§ Görevler
**a.** Bülent Arınç haberinde «Biz birimizin hayır diyeceğine» sözleriyle başlayan paragrafı, ana bilgileri koruyarak kısa bir madde listesi hâlinde yeniden yazın.
**b.** Bülent Arınç haberine göre aşağıdaki soruları yanıtlayın.
(i) Arınç, Abdullah Gül'ü hangi yıldan beri tanıyor?
(ii) Arınç Ankara'daki arkadaşlarına sorduğunda, gelişmelerden kaç kişiden kaçının haberdar olduğu ortaya çıktı?
(iii) Arınç'a göre CHP oylarını ne yaparak ciddi biçimde konsolide etti?
**c.** Bülent Arınç haberini kaldığı yerden sürdürün.

Arınç: "Geleneğimizde dava arkadaşımızın karşısına çıkmak yok"
Bülent Arınç, ''Gül'ün ismi üzerinde muhtemel bir cumhurbaşkanı adayı olarak konuşulması eski. Ancak çatı adayı olarak gösterilmesi, erken seçimin ardından gündeme geldi. Bunda birkaç hususu yanlış buldum'' dedi.
Arınç, ''Biz birimizin hayır diyeceğine evet demeyecek isimlerdik. Parti'yi yeni kurduğumuz halde 15 ayda 363 vekil çıkardık. Pek çok parti baraj altı kaldı. Millet bizim aile fotoğrafımızı beğendi. Erbakan hocanın yanında başladığım siyasi tecrübeme 7 Haziran'da son verdim. 2007'de de 2011'de de hepsinde de başarı elde ettik. 7 Haziran'da millet bize bir ders verdi. Dersi ne kadar aldık bilmiyorum. 1 Kasım'da tekrar zafer elde ettik'' ifadelerini kullandı.
Abdullah Gül'ü 1991'den beri tanıdığını hatırlatan Arınç, ''14 Mayıs 2000 Fazilet Partisi kongresinden beri bir kader beraberliğimiz var. Onun Tayyip Bey'in karşısına geçecek olmasını kabul edemeyiz'' dedi.
"HABERİM YOKTU"
Bülent Arınç, ''Her şeyi benimle paylaşan insanların bu konuyu benimle paylaşmamalarına şaşırdım'' dedi ve Gül'ün adaylığından haberi olmadığını söyledi.
''Ankara'daki arkadaşlarıma sordum. 'Bu gelişmelerden haberiniz var mı?' dedim. On kişiden biri biliyor çıktı. Abdullah Gül, Bir gelişmeyi bekliyor ve bu gelişmenin sonucunu aldıktan sonra karar verecek veya bu tekliflere hayır diyecek diye düşündük'' dedi.
Arınç, ''Erdoğan'ın çok hatası olsa dahi kendi geleneğimizde dava arkadaşımızın karşısına çıkıp muhalefetin adayı olmak yok'' şeklinde konuştu.
Arınç, ''CHP İnce'yi aday yaparak, kendi içerisinden bir aday çıkararak oylarını ciddi konsolide etti, doğrusu oldu'' dedi.
''ELEŞTİRİLERİM TEPKİ ALDI''
Bülent Arınç ''Yanlış gördüğümü zamanında ve zemininde söylerim, dışarıda bana sorulursa da doğru düşüncemi söylerim. Ama O'nun(Erdoğan'ın) yoluna devam etmesi lazım, burada ben nefsime uyup da 'şununla bir kavgaya gireyim' diyemem. Kendi tarzımı böyle tercih ettim. Dışarıda yaptığım eleştirilerde tepki aldığımı gördüm. Parti tabanında da Erdoğan nezdinde de bu oldu. Ben alkış almak için hataları söylemiyorum'' ifadelerini kullandı.
Arınç ''Sayın Erdoğan'ı seviyorum ve O'na güveniyorum. Bizi kuruculuktan çıkaranlar vardı ama Sayın Erdoğan çağırdı, konuştuk'' dedi.
SİYASETE DÖNECEK Mİ?

§ Gösterilen kayıtlar

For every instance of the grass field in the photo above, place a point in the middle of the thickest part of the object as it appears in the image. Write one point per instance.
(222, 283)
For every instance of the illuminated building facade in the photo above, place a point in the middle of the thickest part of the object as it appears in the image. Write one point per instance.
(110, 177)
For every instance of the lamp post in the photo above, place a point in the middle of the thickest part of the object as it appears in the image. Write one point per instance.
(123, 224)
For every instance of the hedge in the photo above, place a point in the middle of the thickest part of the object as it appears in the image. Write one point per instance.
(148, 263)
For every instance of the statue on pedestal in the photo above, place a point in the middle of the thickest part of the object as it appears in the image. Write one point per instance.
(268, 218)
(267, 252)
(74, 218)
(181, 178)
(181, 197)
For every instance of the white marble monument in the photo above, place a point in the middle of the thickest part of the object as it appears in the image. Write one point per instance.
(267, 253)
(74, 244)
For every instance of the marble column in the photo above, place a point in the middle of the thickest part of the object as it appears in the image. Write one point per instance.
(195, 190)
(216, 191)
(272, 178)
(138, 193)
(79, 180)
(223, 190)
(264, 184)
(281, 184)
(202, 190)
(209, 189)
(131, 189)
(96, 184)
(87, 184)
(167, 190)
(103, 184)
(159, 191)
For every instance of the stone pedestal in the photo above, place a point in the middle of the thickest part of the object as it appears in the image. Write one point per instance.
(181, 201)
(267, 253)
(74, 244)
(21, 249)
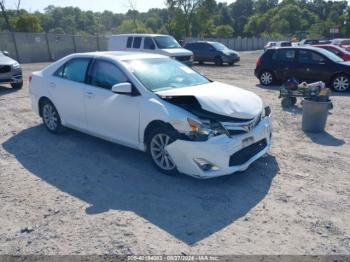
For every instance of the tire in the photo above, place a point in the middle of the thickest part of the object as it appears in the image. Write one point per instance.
(340, 83)
(157, 138)
(266, 78)
(218, 61)
(51, 118)
(18, 85)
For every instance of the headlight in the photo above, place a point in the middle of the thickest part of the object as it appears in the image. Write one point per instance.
(16, 65)
(203, 130)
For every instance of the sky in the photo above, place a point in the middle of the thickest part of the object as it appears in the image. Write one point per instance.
(116, 6)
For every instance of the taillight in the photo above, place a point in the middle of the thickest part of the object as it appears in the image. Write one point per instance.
(258, 62)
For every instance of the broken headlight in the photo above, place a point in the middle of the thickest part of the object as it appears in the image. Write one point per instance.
(206, 128)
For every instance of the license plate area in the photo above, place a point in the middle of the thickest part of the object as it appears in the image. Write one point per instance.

§ Görev sonuçları
**a.**
- Arınç, birinin hayır diyeceği şeye ötekilerin evet demeyeceği isimler olduklarını söyledi.
- Partiyi yeni kurmalarına rağmen 15 ayda 363 vekil çıkardıklarını, pek çok partinin ise baraj altında kaldığını belirtti.
- Milletin onların aile fotoğrafını beğendiğini ifade etti.
- Erbakan'ın yanında başladığı siyasi tecrübesine 7 Haziran'da son verdiğini söyledi.
- 2007'de de 2011'de de başarı elde ettiklerini belirtti.
- 7 Haziran'da milletin onlara ders verdiğini, bu dersin ne kadar alındığını bilmediğini söyledi.
- 1 Kasım'da yeniden zafer kazandıklarını ifade etti.

**b.**
(i) 1991'den beri.
(ii) On kişiden biri.
(iii) İnce'yi aday yaparak, yani kendi içinden bir aday çıkararak.

**c.**
Gazeteci Nagehan Alçı tarafından 17/25 Aralık sürecine dair özeleştiri yapıp yapmadığı sorulması üzerine Bülent Arınç ''Aktif siyasete girme niyetinde değilim, ben Sayın Cumhurbaşkanı'na, 'deneyimlerimiz konusundan bizden istifade etmek isterseniz makam talep etmeden bunları yaparız' dedim. Ben fazlası ile yaptım tekrar başlamaya niyetim yok'' cevabını verdi.
Arınç, ''Devlet başkanları bazı alanlarda özel görevliler belirleyebilir. Bize inanan Türkiye'de ve yurtdışında bir toplum var, Ben beş yıl boyunca Parlamenter diplomasi yürüttüm. Bizim oralarda itibarımız var. Almaya'da Belçika'da aktif siyasetin içinde olanlar veya eskiler bizi severler, sözümüze bakarlar. Ben bunu Fransa'da İtalya'da yaptım. Aleyhimizde olan Parlamentoları lehimize çevirdik, oturum başkanlığı yaptık. Hangi parti temsilcileri ile gidersek gidelim milli takım ruhundaydık. Nerde şimdi o günler. Çok şükür ben ekmek paramı çıkarıyorum. Emekli maaşım var ve arabuluculuk yapıyorum. Yönetim Kurulu üyeliği beklemiyorum. Bizi değerlendirebilirler'' dedi.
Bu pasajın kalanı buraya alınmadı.